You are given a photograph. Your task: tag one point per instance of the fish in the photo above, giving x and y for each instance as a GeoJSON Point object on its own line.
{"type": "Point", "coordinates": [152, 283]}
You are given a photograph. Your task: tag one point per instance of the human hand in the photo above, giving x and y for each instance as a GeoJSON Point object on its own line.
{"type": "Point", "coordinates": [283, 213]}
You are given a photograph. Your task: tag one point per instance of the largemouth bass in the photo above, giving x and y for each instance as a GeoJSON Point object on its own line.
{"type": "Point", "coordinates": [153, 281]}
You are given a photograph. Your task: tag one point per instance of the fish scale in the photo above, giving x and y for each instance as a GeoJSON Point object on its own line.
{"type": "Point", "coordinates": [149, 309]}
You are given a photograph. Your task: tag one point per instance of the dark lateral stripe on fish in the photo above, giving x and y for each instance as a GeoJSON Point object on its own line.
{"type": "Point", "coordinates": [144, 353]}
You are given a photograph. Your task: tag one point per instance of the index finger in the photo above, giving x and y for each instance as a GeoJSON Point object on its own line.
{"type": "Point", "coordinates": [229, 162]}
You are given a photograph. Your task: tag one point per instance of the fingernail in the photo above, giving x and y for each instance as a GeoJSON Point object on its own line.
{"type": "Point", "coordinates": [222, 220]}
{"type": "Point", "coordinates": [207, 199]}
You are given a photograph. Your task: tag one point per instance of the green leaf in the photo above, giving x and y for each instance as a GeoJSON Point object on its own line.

**What needs to be done**
Can you reproduce all the material exactly?

**Solved exercise**
You are given a photograph. Your task: tag one point per instance of the fish in the photo above, giving x and y for each instance as a GeoJSON Point object on its own line.
{"type": "Point", "coordinates": [152, 283]}
You are given a photograph. Your task: tag one point per instance of the human hand in the photo above, giving x and y for each instance as a GeoJSON Point object on its own line.
{"type": "Point", "coordinates": [283, 213]}
You are given a photograph. Your task: tag one point per instance of the largemouth bass in the photo above, giving x and y for each instance as a GeoJSON Point object on its own line.
{"type": "Point", "coordinates": [153, 281]}
You are given a photograph. Your task: tag one point per instance of the fish scale in the photo above, giving x and y for each instance as a GeoJSON Point object on its own line.
{"type": "Point", "coordinates": [149, 309]}
You are given a photograph. Your task: tag one point per instance of the dark lateral stripe on fish in the photo above, giving x and y for each instance as a GeoJSON Point object on its own line.
{"type": "Point", "coordinates": [144, 353]}
You are given a photograph. Your task: tag one point per instance of the index finger in the photo above, giving x and y for each instance as a GeoJSON Point object on its own line.
{"type": "Point", "coordinates": [229, 162]}
You are given a photograph. Your task: tag one point per instance of the fingernail in the photo above, giving x and y for each instance as a GeoJSON Point object on its own line.
{"type": "Point", "coordinates": [222, 220]}
{"type": "Point", "coordinates": [207, 199]}
You are given a photograph. Your task: tag one point per instance of the green leaf in the photo above, giving x and y for each instance as a GeoJSON Point object on its own line.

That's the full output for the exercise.